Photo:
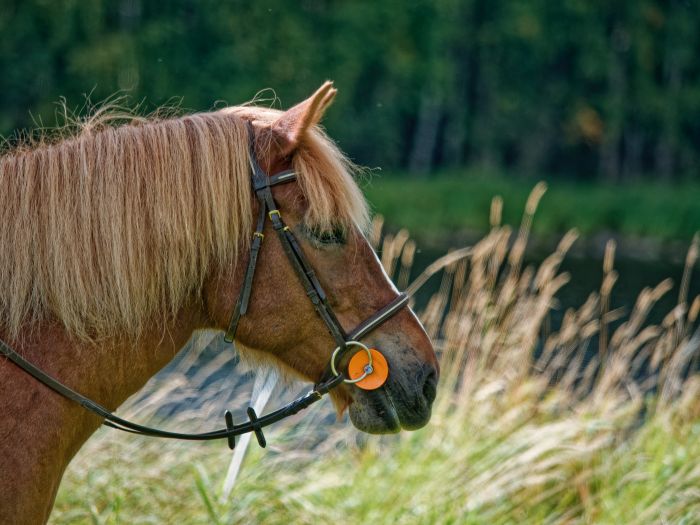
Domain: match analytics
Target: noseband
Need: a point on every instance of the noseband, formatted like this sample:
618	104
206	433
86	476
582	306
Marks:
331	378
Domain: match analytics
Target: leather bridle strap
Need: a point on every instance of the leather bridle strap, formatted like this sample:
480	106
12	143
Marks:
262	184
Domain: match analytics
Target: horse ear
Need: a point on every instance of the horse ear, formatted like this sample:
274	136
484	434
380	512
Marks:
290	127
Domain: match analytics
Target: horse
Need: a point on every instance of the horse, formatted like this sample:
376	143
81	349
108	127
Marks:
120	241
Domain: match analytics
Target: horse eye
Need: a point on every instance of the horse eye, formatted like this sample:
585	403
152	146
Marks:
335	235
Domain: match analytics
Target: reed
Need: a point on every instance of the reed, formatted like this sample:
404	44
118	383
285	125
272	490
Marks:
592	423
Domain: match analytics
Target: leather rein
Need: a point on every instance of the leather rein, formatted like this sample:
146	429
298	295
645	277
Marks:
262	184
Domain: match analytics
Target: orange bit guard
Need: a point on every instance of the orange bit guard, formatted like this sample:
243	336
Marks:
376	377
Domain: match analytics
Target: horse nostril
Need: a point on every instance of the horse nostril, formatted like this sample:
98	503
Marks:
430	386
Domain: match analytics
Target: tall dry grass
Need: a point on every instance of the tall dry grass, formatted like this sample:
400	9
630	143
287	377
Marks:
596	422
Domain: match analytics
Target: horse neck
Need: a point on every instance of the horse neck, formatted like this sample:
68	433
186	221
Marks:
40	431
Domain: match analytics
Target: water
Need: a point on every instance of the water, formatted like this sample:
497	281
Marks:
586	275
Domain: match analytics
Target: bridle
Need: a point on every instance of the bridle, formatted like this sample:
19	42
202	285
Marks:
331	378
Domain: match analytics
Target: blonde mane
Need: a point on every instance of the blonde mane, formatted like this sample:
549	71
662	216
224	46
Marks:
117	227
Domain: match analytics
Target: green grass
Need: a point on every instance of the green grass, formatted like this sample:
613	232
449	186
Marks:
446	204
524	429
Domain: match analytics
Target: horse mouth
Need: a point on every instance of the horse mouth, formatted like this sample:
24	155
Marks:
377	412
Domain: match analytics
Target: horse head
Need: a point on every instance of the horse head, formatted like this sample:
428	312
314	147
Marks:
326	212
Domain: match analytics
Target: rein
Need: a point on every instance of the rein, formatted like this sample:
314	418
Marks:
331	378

# Exercise description
Search the listing for "neck" and copy each line holding it.

# Task solution
Target: horse neck
Need: a point on every instance of the horse neck, formatted like this sample:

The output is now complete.